- **Text under study**:

▽

Jordan v. Fidelity & Casualty Company of New York

90 So.2d 531 (1956)

Lee E. JORDAN, Plaintiff-Appellee,
v.
The FIDELITY & CASUALTY COMPANY OF NEW YORK and William D. McFerrin, Defendants-Appellants.

No. 8581.

Court of Appeal of Louisiana, Second Circuit.

October 25, 1956. Rehearing Denied November 29, 1956.

W. Peyton Cunningham, Natchitoches, for appellants.

G. F. Thomas, Jr., Julian E. Bailes, Natchitoches, for appellee.

GLADNEY, Judge.

This case is a companion suit with that of Roberts v. Fidelity & Casualty Company of New York, 90 So.2d 527; Jordan v. Fidelity & Casualty Company of New York, 90 So.2d 529; and Smith v. Fidelity & Casualty Company of New York, 90 So.2d 532. The plaintiff, appellee herein, Lee E. Jordan, was involved in an accident which occurred on August 13, 1955, while driving his 1949 Studebaker truck on Louisiana Highway No. 1 about one mile north of Natchitoches, Louisiana. Plaintiff's truck was struck from the rear by an automobile owned and operated by William D. McFerrin, who is made a co-defendant with his insurer, The Fidelity & Casualty Company of New York. As a result of the accident plaintiff and other occupants of the truck sustained property damages and personal injuries.

△

- **Extracted data**:
▽

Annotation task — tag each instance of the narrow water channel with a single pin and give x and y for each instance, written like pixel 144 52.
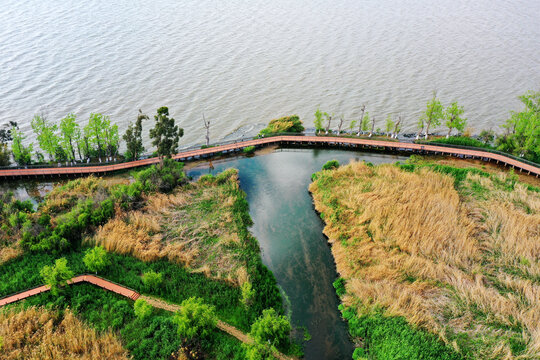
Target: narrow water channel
pixel 290 235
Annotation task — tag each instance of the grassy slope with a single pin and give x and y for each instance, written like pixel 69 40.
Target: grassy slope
pixel 216 286
pixel 451 251
pixel 30 333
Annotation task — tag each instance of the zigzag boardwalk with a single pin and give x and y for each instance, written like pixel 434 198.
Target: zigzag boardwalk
pixel 364 144
pixel 133 295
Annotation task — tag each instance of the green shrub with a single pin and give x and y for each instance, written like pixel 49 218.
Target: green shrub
pixel 96 259
pixel 339 285
pixel 272 328
pixel 57 275
pixel 331 164
pixel 393 338
pixel 285 124
pixel 462 141
pixel 195 319
pixel 152 280
pixel 142 309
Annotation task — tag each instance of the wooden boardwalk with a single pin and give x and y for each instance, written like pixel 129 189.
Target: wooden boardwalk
pixel 133 295
pixel 356 143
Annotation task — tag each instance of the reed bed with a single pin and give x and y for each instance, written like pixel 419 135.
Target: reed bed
pixel 36 333
pixel 193 226
pixel 461 260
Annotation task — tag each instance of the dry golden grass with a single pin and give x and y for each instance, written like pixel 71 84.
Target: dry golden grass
pixel 193 226
pixel 36 333
pixel 464 261
pixel 63 197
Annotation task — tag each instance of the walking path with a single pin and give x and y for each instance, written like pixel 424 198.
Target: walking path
pixel 133 295
pixel 359 143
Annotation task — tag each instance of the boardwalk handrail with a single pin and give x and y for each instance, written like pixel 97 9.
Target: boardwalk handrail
pixel 85 277
pixel 235 145
pixel 494 151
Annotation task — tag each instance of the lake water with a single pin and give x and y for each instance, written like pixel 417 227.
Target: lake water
pixel 243 63
pixel 290 235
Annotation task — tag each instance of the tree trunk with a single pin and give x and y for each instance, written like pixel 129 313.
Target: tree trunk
pixel 207 126
pixel 427 130
pixel 363 109
pixel 396 127
pixel 420 131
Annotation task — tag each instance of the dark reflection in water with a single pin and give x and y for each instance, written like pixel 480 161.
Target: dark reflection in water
pixel 290 235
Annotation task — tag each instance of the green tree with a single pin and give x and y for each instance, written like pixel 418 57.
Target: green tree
pixel 360 122
pixel 453 118
pixel 111 138
pixel 5 155
pixel 57 275
pixel 22 154
pixel 258 351
pixel 94 133
pixel 389 125
pixel 365 122
pixel 142 309
pixel 487 136
pixel 271 328
pixel 133 137
pixel 152 280
pixel 69 135
pixel 248 293
pixel 46 135
pixel 328 121
pixel 523 129
pixel 318 120
pixel 433 114
pixel 195 319
pixel 352 125
pixel 96 259
pixel 83 146
pixel 165 135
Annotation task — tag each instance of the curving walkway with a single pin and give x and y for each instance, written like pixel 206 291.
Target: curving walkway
pixel 133 295
pixel 360 143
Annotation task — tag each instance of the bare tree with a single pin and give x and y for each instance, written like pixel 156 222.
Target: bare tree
pixel 397 127
pixel 207 126
pixel 362 109
pixel 341 120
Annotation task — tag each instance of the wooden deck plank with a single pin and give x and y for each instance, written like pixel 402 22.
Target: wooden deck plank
pixel 399 146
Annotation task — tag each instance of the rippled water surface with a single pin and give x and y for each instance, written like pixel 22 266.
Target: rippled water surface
pixel 289 232
pixel 245 62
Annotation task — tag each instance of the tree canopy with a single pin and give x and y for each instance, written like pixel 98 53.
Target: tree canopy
pixel 284 124
pixel 271 328
pixel 165 135
pixel 22 154
pixel 133 137
pixel 46 135
pixel 57 275
pixel 432 115
pixel 195 319
pixel 69 135
pixel 454 120
pixel 96 259
pixel 522 136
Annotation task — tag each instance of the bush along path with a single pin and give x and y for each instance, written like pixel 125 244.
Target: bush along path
pixel 133 295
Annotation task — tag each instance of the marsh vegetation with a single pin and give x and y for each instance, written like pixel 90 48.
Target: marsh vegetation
pixel 435 261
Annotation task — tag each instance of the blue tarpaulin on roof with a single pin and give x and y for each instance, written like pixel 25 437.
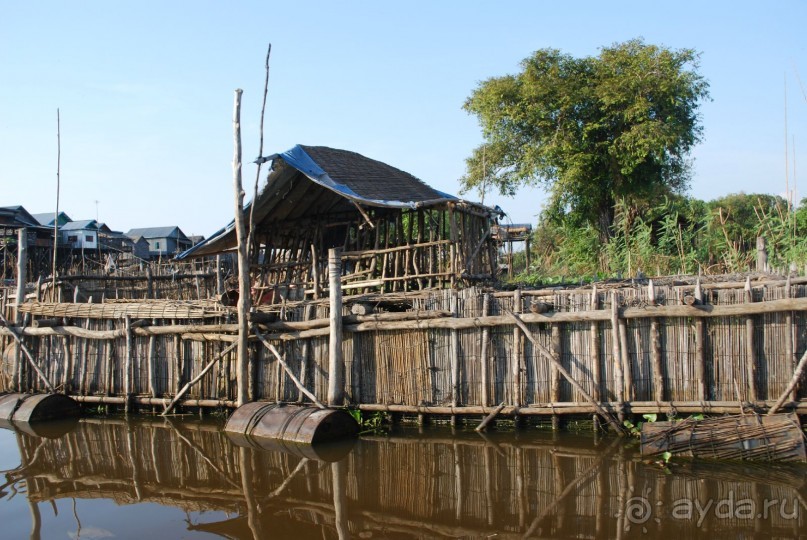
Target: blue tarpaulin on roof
pixel 298 158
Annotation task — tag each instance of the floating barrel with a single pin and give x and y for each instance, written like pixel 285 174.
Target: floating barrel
pixel 327 451
pixel 291 423
pixel 28 408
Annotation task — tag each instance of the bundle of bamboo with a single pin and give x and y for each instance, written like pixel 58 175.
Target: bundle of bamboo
pixel 740 437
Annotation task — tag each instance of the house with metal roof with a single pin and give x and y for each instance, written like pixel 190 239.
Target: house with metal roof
pixel 161 241
pixel 47 218
pixel 396 232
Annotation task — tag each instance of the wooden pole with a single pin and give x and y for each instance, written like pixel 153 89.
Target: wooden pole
pixel 22 267
pixel 700 349
pixel 554 390
pixel 750 348
pixel 619 382
pixel 58 187
pixel 518 352
pixel 655 348
pixel 549 356
pixel 762 255
pixel 198 378
pixel 308 311
pixel 489 418
pixel 627 371
pixel 127 372
pixel 149 283
pixel 336 390
pixel 23 349
pixel 793 382
pixel 454 352
pixel 484 360
pixel 789 344
pixel 596 372
pixel 219 276
pixel 289 372
pixel 244 300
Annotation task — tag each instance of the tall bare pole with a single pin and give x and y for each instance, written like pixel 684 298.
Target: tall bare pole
pixel 260 160
pixel 58 187
pixel 787 160
pixel 242 359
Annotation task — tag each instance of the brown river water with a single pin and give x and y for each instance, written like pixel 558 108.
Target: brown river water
pixel 184 478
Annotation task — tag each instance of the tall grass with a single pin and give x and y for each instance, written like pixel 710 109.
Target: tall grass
pixel 677 235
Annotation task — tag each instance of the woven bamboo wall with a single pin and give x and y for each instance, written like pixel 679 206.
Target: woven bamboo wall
pixel 410 366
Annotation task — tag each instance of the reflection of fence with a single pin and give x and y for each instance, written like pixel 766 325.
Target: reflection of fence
pixel 424 485
pixel 634 348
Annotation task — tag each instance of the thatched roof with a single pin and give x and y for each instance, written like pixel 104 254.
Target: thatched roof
pixel 317 182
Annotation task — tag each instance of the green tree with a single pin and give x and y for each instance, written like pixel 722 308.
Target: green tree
pixel 594 130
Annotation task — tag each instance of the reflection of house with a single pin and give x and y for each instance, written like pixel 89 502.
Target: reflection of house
pixel 397 233
pixel 161 241
pixel 80 234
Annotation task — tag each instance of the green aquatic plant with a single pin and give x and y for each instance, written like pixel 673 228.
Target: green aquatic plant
pixel 373 422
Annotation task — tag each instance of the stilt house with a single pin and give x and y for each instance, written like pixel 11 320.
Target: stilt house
pixel 396 232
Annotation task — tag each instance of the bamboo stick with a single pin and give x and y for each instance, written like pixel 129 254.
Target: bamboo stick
pixel 454 352
pixel 595 345
pixel 619 382
pixel 307 312
pixel 291 375
pixel 489 418
pixel 554 392
pixel 789 344
pixel 127 374
pixel 793 382
pixel 244 304
pixel 751 352
pixel 28 355
pixel 336 390
pixel 198 378
pixel 700 352
pixel 484 360
pixel 518 352
pixel 548 355
pixel 655 348
pixel 624 352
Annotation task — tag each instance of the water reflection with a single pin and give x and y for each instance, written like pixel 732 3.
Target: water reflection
pixel 104 478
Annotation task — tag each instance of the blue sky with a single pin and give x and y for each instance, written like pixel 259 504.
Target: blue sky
pixel 145 91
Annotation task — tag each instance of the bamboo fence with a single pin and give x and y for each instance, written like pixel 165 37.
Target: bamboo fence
pixel 635 348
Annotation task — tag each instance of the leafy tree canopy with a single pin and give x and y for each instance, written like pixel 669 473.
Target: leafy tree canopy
pixel 594 130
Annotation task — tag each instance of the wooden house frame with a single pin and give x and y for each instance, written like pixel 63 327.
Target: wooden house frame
pixel 396 232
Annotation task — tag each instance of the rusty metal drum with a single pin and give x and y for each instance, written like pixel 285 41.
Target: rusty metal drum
pixel 292 423
pixel 33 408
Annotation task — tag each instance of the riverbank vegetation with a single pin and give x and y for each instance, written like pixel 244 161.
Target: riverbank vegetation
pixel 676 235
pixel 609 138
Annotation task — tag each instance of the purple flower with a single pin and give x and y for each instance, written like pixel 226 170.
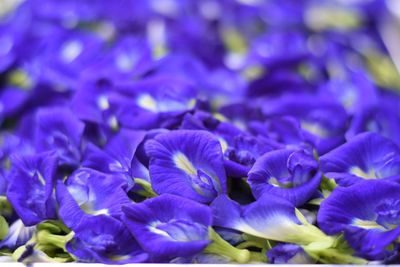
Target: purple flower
pixel 106 240
pixel 30 190
pixel 290 174
pixel 368 213
pixel 187 163
pixel 366 156
pixel 169 226
pixel 288 254
pixel 59 130
pixel 87 193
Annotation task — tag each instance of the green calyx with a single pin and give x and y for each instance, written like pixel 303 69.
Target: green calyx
pixel 221 247
pixel 3 228
pixel 147 189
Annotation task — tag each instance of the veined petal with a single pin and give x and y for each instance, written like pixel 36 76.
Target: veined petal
pixel 169 226
pixel 270 217
pixel 187 163
pixel 366 156
pixel 286 173
pixel 89 193
pixel 58 129
pixel 31 183
pixel 367 212
pixel 106 240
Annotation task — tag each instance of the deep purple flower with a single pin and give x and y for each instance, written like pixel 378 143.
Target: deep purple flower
pixel 59 130
pixel 31 183
pixel 290 174
pixel 169 226
pixel 187 163
pixel 87 193
pixel 106 240
pixel 366 156
pixel 368 213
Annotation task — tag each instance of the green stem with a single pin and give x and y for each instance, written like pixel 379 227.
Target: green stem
pixel 257 257
pixel 44 237
pixel 221 247
pixel 248 244
pixel 147 189
pixel 334 256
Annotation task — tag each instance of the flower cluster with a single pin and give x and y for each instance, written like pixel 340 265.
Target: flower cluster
pixel 198 131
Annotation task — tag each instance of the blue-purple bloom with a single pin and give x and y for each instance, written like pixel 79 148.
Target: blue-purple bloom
pixel 187 163
pixel 169 226
pixel 364 157
pixel 87 193
pixel 290 174
pixel 368 213
pixel 106 240
pixel 30 190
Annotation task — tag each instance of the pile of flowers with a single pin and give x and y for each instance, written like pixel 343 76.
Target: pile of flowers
pixel 199 131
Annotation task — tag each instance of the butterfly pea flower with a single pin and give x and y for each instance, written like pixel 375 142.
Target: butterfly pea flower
pixel 323 122
pixel 31 183
pixel 240 149
pixel 368 213
pixel 382 117
pixel 282 132
pixel 269 217
pixel 98 101
pixel 59 130
pixel 163 97
pixel 118 156
pixel 187 163
pixel 169 226
pixel 18 235
pixel 87 193
pixel 106 240
pixel 364 157
pixel 288 254
pixel 290 174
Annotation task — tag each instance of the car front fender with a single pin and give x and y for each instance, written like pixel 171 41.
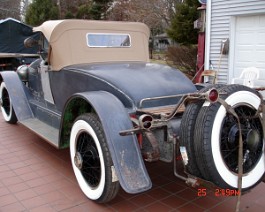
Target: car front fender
pixel 125 152
pixel 18 94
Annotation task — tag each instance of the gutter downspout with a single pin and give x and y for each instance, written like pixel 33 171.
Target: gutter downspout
pixel 208 35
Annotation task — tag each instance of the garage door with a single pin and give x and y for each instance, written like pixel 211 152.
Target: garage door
pixel 249 43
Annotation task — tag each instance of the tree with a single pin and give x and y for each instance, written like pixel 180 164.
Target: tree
pixel 10 8
pixel 157 14
pixel 182 29
pixel 40 11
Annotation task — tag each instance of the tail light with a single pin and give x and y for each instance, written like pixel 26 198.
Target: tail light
pixel 146 121
pixel 212 95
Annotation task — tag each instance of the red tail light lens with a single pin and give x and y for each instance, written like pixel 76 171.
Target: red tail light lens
pixel 146 121
pixel 212 95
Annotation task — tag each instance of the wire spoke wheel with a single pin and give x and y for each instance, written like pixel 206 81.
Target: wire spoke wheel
pixel 252 134
pixel 87 149
pixel 91 159
pixel 217 139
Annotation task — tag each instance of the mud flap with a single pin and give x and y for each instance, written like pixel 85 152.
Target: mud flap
pixel 125 152
pixel 17 94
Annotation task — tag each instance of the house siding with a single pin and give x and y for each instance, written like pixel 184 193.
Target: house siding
pixel 222 13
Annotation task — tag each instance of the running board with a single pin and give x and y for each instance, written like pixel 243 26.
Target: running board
pixel 50 134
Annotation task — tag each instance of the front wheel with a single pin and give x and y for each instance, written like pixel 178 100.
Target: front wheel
pixel 6 105
pixel 217 137
pixel 91 159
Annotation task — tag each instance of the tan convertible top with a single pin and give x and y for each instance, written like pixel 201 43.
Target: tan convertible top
pixel 68 42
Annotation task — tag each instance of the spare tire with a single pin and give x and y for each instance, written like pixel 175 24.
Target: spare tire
pixel 187 129
pixel 217 135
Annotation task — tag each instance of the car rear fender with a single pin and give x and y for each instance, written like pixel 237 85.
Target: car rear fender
pixel 18 94
pixel 124 150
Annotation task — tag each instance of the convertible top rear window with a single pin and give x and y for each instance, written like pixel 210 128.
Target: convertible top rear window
pixel 108 40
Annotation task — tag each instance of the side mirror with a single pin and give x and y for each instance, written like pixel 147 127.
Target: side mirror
pixel 30 42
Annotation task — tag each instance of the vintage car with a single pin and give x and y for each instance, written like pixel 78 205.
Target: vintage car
pixel 95 91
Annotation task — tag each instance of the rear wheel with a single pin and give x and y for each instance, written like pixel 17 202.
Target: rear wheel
pixel 6 105
pixel 218 139
pixel 91 159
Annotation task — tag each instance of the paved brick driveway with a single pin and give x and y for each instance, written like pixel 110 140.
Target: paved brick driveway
pixel 35 176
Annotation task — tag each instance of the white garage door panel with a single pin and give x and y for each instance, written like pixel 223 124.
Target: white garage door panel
pixel 249 43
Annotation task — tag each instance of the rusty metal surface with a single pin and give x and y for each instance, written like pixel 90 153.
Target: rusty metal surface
pixel 163 110
pixel 153 155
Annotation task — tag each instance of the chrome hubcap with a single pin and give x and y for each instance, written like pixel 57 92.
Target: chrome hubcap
pixel 78 160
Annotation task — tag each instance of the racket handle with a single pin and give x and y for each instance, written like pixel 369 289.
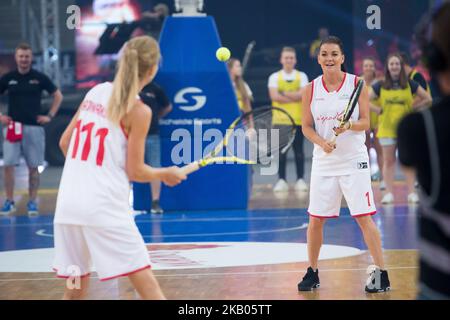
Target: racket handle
pixel 189 168
pixel 333 140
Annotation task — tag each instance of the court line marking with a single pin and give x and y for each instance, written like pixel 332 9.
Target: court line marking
pixel 223 273
pixel 170 220
pixel 161 220
pixel 42 233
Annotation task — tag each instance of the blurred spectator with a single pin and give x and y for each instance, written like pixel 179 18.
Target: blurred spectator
pixel 323 34
pixel 423 140
pixel 396 96
pixel 370 77
pixel 23 126
pixel 152 21
pixel 285 90
pixel 315 45
pixel 154 97
pixel 243 93
pixel 414 74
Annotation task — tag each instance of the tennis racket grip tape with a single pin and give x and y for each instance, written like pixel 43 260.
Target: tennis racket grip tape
pixel 191 167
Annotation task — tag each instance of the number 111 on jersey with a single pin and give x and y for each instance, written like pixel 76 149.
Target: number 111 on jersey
pixel 100 135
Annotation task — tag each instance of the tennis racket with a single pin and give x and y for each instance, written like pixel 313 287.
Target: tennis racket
pixel 348 111
pixel 251 138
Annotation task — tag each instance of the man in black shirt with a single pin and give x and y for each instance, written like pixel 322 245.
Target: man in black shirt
pixel 423 140
pixel 154 97
pixel 22 127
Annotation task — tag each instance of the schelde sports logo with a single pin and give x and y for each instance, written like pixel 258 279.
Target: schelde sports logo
pixel 190 99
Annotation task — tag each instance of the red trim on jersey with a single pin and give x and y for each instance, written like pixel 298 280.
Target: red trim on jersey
pixel 126 274
pixel 364 214
pixel 330 217
pixel 123 129
pixel 343 80
pixel 67 277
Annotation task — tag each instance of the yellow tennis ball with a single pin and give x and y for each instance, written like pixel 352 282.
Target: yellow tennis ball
pixel 223 54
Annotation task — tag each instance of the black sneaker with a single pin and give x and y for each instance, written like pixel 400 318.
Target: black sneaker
pixel 310 281
pixel 156 207
pixel 378 281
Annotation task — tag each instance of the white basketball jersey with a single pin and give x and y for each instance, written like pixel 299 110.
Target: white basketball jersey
pixel 350 154
pixel 94 188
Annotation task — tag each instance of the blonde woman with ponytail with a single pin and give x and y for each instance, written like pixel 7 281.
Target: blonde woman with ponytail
pixel 104 149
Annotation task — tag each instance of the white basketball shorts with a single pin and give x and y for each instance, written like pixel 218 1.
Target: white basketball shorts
pixel 114 252
pixel 326 195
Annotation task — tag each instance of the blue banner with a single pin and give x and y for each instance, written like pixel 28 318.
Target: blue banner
pixel 204 105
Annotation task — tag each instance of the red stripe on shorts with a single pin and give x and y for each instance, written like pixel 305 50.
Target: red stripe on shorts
pixel 364 214
pixel 126 274
pixel 330 217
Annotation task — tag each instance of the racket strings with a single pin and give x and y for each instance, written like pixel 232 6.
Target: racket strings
pixel 256 138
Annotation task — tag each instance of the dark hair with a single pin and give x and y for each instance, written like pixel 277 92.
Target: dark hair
pixel 405 58
pixel 334 40
pixel 370 58
pixel 388 83
pixel 23 46
pixel 288 49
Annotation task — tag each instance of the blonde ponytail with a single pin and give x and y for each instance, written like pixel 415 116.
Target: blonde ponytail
pixel 138 57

△

- **Exercise brief**:
Please write out the Jordan v. Fidelity & Casualty Company court opinion from the top of the page again, word for word and in full.

- **Exercise response**:
Jordan v. Fidelity & Casualty Company of New York

90 So.2d 531 (1956)

Lee E. JORDAN, Plaintiff-Appellee,
v.
The FIDELITY & CASUALTY COMPANY OF NEW YORK and William D. McFerrin, Defendants-Appellants.

No. 8581.

Court of Appeal of Louisiana, Second Circuit.

October 25, 1956. Rehearing Denied November 29, 1956.

W. Peyton Cunningham, Natchitoches, for appellants.

G. F. Thomas, Jr., Julian E. Bailes, Natchitoches, for appellee.

GLADNEY, Judge.

This case is a companion suit with that of Roberts v. Fidelity & Casualty Company of New York, 90 So.2d 527; Jordan v. Fidelity & Casualty Company of New York, 90 So.2d 529; and Smith v. Fidelity & Casualty Company of New York, 90 So.2d 532. The plaintiff, appellee herein, Lee E. Jordan, was involved in an accident which occurred on August 13, 1955, while driving his 1949 Studebaker truck on Louisiana Highway No. 1 about one mile north of Natchitoches, Louisiana. Plaintiff's truck was struck from the rear by an automobile owned and operated by William D. McFerrin, who is made a co-defendant with his insurer, The Fidelity & Casualty Company of New York. As a result of the accident plaintiff and other occupants of the truck sustained property damages and personal injuries.